Direction. Identify each line in the items below that contains the word "sugar" and copy those lines.

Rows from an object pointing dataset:
|---|

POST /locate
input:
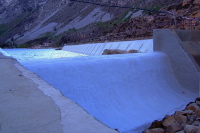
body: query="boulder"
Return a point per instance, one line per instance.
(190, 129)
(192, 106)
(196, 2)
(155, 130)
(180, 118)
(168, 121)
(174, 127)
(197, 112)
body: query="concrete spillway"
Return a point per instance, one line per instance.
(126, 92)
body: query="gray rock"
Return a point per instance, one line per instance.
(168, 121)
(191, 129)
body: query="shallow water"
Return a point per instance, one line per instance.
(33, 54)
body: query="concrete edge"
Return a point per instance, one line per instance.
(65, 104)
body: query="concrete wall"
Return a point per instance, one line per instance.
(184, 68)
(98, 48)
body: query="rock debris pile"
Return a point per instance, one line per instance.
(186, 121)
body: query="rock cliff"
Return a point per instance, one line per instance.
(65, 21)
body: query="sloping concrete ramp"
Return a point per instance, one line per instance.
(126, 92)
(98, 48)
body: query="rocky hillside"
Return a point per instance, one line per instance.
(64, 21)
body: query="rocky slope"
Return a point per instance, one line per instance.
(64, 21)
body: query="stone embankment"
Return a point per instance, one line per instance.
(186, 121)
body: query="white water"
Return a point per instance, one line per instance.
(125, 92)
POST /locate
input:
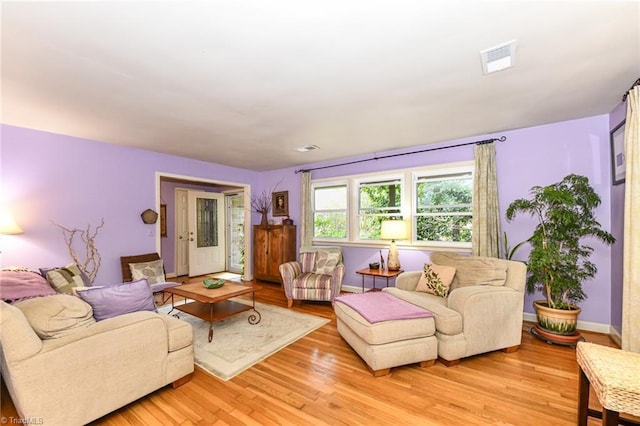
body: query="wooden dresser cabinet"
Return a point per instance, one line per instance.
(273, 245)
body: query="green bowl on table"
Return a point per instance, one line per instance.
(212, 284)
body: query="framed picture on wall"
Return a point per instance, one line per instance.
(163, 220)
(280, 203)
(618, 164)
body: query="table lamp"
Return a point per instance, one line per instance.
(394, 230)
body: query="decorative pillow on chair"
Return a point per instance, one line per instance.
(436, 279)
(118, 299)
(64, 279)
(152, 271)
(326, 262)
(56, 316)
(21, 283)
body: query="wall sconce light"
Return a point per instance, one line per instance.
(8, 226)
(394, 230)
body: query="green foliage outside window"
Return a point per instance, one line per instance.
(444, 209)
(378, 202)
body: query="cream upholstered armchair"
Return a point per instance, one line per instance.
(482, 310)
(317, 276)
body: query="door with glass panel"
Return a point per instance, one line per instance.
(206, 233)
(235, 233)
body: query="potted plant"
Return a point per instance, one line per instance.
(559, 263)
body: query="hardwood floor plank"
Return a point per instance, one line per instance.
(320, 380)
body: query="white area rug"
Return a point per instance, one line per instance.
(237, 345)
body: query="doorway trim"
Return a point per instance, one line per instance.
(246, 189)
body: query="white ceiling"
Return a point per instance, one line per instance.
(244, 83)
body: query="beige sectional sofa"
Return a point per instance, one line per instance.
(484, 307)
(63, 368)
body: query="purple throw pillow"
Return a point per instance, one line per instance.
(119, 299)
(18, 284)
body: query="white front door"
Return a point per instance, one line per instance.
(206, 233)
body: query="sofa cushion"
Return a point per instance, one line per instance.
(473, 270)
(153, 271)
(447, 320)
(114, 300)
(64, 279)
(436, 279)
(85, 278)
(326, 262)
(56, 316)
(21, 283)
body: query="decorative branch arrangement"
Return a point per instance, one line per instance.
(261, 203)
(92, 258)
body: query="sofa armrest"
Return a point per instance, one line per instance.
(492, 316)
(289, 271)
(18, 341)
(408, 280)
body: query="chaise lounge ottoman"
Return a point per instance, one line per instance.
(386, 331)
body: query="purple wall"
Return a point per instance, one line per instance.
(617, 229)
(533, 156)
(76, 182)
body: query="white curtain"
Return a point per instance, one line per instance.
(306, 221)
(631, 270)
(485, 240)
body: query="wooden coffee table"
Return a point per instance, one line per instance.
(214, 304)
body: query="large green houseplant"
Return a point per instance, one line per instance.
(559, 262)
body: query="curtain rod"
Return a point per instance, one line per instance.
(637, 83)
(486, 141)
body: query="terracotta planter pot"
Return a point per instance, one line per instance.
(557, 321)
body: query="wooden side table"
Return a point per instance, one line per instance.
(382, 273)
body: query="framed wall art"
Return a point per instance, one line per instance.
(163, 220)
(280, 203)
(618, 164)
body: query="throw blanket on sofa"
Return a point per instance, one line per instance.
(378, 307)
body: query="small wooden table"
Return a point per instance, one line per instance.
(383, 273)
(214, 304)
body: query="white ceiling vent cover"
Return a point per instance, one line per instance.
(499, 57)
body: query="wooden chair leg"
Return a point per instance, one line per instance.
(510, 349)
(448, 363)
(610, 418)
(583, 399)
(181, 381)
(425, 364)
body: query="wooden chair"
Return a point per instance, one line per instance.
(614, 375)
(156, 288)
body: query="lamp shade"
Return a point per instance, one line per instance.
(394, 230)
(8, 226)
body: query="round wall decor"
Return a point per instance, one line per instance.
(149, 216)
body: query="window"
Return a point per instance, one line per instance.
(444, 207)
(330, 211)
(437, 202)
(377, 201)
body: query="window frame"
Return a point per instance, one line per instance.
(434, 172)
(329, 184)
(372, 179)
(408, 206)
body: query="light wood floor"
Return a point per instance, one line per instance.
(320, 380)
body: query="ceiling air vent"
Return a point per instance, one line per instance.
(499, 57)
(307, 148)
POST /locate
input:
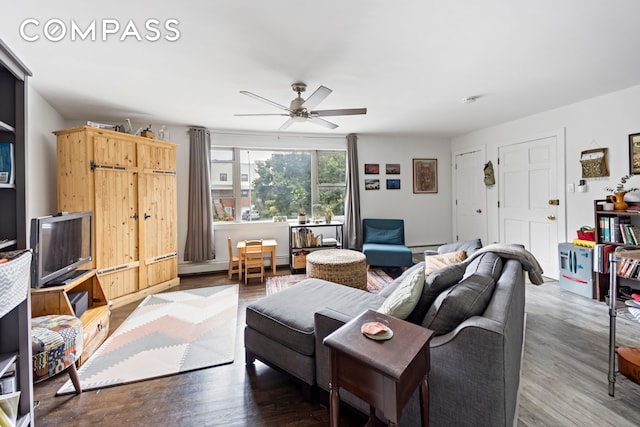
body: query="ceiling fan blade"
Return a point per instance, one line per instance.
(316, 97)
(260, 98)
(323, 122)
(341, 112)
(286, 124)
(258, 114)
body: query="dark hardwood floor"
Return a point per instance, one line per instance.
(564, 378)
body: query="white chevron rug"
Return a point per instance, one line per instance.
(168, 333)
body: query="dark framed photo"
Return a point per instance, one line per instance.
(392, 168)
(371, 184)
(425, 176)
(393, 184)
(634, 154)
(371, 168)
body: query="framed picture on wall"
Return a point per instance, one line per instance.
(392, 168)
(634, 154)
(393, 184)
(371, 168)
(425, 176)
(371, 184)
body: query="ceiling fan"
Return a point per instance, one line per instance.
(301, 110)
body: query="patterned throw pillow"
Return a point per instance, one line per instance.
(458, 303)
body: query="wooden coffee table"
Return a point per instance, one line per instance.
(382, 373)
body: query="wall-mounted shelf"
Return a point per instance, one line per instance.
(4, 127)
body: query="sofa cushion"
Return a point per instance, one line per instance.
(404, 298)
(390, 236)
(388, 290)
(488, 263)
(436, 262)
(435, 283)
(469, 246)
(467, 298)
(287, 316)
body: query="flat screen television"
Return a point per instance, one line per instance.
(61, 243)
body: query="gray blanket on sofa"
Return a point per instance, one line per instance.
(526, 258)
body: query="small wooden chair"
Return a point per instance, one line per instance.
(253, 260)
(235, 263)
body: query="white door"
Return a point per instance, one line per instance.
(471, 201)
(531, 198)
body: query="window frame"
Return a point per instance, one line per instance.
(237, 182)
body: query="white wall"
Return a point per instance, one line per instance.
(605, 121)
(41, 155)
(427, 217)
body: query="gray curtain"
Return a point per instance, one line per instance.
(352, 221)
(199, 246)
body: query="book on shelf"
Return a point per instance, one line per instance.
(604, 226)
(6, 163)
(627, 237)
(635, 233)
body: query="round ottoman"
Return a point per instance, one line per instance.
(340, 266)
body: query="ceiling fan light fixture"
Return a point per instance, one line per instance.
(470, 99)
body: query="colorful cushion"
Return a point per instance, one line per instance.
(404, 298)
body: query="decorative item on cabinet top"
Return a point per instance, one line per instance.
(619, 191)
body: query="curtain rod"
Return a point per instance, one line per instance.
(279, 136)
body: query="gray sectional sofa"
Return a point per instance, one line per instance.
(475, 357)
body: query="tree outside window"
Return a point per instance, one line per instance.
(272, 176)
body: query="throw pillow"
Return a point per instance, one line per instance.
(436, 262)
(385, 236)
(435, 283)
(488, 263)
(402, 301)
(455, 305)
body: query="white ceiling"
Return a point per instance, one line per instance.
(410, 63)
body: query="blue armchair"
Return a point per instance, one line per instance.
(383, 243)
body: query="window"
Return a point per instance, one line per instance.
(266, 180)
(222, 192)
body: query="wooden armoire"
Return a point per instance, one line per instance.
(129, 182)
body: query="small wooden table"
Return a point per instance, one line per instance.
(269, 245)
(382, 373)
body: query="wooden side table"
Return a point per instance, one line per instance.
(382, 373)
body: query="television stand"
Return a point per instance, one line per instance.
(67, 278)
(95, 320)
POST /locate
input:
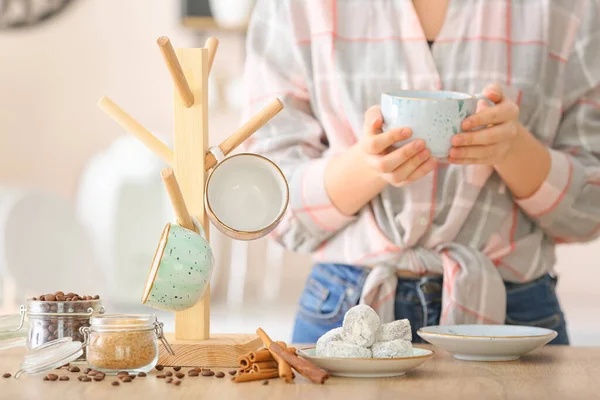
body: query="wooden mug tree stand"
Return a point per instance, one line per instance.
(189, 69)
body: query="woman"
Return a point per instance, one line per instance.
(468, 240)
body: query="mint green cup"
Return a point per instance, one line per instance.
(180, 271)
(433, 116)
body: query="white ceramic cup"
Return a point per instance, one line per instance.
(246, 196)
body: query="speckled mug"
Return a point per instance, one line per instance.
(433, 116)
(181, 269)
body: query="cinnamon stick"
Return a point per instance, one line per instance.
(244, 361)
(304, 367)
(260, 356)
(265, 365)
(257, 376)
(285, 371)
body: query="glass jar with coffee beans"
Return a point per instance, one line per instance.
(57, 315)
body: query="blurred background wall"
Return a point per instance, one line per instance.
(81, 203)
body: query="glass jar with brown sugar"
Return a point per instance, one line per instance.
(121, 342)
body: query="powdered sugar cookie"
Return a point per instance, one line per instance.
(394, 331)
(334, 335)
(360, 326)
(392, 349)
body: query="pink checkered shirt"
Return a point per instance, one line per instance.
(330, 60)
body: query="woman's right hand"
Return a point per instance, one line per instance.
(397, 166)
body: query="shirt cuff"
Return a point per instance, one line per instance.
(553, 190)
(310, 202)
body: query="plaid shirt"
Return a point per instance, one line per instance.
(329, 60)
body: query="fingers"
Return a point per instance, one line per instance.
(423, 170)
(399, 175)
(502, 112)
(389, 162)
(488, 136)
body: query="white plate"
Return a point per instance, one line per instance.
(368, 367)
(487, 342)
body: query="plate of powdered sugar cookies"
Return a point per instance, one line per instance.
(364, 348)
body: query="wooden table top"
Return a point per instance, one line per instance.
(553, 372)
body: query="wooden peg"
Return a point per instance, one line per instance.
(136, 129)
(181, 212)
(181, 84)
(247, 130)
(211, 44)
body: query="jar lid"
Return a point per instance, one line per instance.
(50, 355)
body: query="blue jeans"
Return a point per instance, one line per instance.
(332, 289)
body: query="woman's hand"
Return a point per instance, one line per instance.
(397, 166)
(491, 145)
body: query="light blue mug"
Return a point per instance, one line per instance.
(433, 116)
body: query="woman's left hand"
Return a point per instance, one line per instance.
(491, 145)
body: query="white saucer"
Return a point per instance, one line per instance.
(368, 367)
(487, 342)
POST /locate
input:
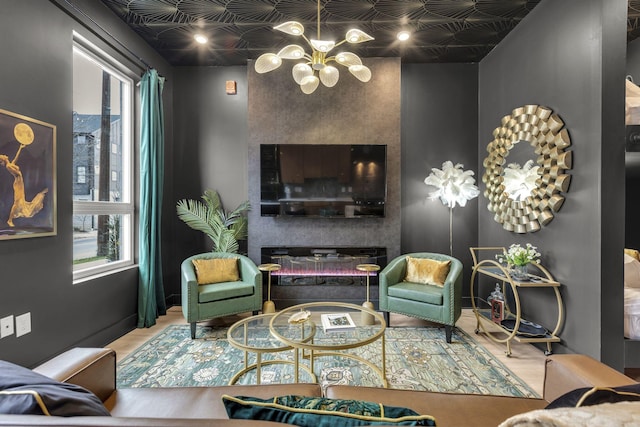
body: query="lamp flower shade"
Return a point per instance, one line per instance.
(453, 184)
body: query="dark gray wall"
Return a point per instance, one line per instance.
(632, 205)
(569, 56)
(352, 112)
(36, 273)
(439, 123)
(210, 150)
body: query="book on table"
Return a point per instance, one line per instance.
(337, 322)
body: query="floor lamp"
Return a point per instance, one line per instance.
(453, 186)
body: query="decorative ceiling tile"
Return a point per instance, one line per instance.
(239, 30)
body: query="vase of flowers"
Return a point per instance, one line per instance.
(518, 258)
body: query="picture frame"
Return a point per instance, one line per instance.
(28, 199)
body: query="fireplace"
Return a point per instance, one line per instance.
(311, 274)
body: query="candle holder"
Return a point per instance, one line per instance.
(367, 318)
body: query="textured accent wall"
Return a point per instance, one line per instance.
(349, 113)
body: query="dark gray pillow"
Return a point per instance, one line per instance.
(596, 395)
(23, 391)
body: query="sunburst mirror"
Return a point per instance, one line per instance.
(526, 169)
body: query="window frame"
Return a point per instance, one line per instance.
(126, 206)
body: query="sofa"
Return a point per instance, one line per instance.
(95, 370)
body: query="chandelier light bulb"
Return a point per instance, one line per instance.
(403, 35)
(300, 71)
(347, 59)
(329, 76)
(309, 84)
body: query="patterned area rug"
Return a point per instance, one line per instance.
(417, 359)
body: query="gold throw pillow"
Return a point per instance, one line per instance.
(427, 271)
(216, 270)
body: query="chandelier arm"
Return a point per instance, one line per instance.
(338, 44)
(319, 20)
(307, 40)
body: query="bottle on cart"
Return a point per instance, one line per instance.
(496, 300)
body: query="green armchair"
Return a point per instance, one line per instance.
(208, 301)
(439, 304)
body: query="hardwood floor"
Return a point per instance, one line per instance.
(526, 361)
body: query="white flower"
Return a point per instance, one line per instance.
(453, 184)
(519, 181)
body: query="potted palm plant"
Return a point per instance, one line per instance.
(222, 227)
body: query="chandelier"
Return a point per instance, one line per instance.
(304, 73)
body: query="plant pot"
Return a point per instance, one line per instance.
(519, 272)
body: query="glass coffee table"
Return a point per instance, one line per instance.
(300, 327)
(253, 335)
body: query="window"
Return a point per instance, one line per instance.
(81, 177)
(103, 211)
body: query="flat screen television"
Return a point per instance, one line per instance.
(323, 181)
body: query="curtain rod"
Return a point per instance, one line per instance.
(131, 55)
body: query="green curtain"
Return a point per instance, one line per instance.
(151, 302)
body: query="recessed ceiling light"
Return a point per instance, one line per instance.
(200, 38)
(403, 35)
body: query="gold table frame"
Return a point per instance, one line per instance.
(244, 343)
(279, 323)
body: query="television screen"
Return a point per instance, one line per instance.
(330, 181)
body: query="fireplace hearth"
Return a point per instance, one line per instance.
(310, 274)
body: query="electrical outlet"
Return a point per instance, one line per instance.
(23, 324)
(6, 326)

|---|

Answer to the problem.
body: query="glass jar with brown sugar"
body: query="powdered sugar cookie"
body: query="plate of powdered sugar cookies"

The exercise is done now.